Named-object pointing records
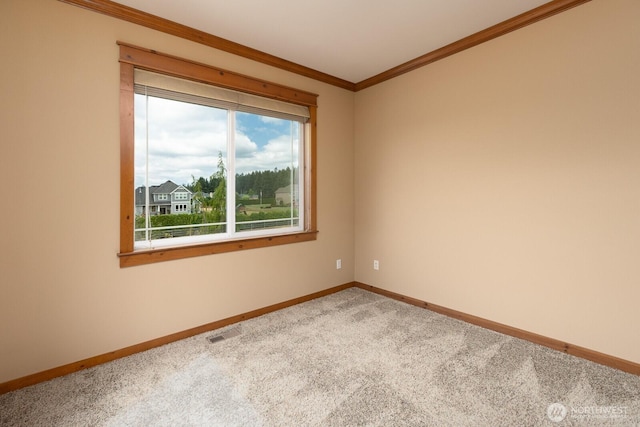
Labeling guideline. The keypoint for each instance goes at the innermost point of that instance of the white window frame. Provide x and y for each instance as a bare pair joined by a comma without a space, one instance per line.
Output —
132,58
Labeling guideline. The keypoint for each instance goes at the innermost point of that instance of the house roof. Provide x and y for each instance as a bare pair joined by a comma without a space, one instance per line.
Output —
168,187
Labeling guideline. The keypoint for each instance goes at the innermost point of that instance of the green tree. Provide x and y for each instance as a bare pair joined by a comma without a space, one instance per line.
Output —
219,199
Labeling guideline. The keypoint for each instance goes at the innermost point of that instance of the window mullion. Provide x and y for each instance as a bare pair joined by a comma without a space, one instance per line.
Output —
231,173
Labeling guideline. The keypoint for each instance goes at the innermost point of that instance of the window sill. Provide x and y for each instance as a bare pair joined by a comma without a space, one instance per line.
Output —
130,259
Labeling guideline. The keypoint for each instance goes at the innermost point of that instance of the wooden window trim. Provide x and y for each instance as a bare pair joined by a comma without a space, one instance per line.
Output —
132,57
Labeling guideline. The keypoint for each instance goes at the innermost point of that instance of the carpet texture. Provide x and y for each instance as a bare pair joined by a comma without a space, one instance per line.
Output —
353,358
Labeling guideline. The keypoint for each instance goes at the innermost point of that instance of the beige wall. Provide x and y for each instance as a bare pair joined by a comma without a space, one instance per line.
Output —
504,181
62,295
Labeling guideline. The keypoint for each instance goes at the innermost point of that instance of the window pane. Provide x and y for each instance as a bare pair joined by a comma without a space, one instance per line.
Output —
180,158
267,185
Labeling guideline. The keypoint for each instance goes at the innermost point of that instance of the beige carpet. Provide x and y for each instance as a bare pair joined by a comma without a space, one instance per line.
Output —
349,359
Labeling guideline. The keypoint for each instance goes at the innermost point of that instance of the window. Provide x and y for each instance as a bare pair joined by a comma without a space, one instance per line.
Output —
239,151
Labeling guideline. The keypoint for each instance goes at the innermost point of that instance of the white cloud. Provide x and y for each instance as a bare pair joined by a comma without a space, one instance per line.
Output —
185,139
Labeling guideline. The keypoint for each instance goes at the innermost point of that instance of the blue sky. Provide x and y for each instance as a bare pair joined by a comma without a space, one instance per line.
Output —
185,139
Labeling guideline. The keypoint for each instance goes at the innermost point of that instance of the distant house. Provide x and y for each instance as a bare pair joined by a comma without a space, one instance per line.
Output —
164,199
283,195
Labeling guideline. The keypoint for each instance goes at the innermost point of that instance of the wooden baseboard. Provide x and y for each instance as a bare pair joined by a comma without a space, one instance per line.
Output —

AIM.
Copy out all the records above, substituting "Annotation rule" for "Labeling guideline" and changing nothing else. Leave the pictures out.

RESPONSE TO THIS EXERCISE.
Annotation rule. The keypoint for each instance goes at the innermost point of that instance of the white window frame. Provide x and y for each instance as a bare pair joined by a comma without a space, one instance per line.
Output —
132,58
Annotation rule. The keypoint for each instance goes at the innermost point of that instance of the house roof. Provide x and y for each instance as a bare pair joined by a comma without a space, one instance per line.
Output —
168,187
Annotation rule. The keypoint for each instance goes at the innermost point of that instance of the green tree. Provide x and y for each instance as a bare pair joined by a comma without a space, one instance per line.
Output —
219,199
Annotation rule. The keypoint for each instance goes at the innermost point of that instance of the window mullion. Provide x and y for each instance as a bare pair joined by a comma without a space, one instance per line.
Output —
231,173
Annotation rule. The keypoint for each instance goes at the innermost point of that instance of the window sill. Provide x and y for each instance as a bare pair joined by a comma without a space, one instance per line.
Output —
130,259
Annotation rule. The keypoint for each instance goes at the innermost point of that instance of the wooden window trim. Provide x and y for each instance as a bare pair joined by a comma without a space, one instance per line.
Output —
132,57
Annotation rule. The keypoint for each instance goes at the innermost point of that instance of the carpet texture. Provide x and y for each instance as a bare pair joined by a comma without a space, one instance per line.
Output —
353,358
Annotation rule. The keypoint for each instance goes at the innermost point of that instance of the beige wall. Provide x and y for each instance as a bare pair joined by a comma without a space, one instance per line.
Output —
504,181
62,295
Annotation rule. The keypoint for each instance goes at the innermost point of that instance of the window pane. Provide x and y for each instance as a bare pair joined by a comma without a space, one instance per line.
Output —
180,158
267,185
Annotation rule. The keypoint for each instance goes at the innermost point of that instance of the beige carpet. Provide x and y for each instance as a bare pair joined by a comma without a space, one instance per line.
Output —
349,359
Annotation rule. The keypoint for each instance goes at the innermost point of that instance of the window. Provide x and y for each instance as a bare pair joined by a comma without a space, one instance per line.
Output —
239,151
Annotation rule. The keypoint for each instance goes at the innermost point of that instance of the white cloud. Provide x and y for each instance as a bare pair joined by a comma without a space, one instance per line.
Output —
185,139
Annotation rule. The keypoint for each instance goes at the innermost point of that instance of the blue sky. Provide x and y for each instance as a bare pair joined by a comma without a space, one instance per line.
Output —
185,139
Annotation rule. The keypoint for each instance goes at the innermost point of that instance of the distant house. Provide x and y for each instance as a bare pair joined by a comma without a space, one instance per line.
Output —
164,199
283,195
Annotation rule. The keypoint for each instance goes at the innermost point of that instance of the wooden baseboard. Provide x and y for each instance as a bare pair joined by a comma without a space, one instance per line.
Output —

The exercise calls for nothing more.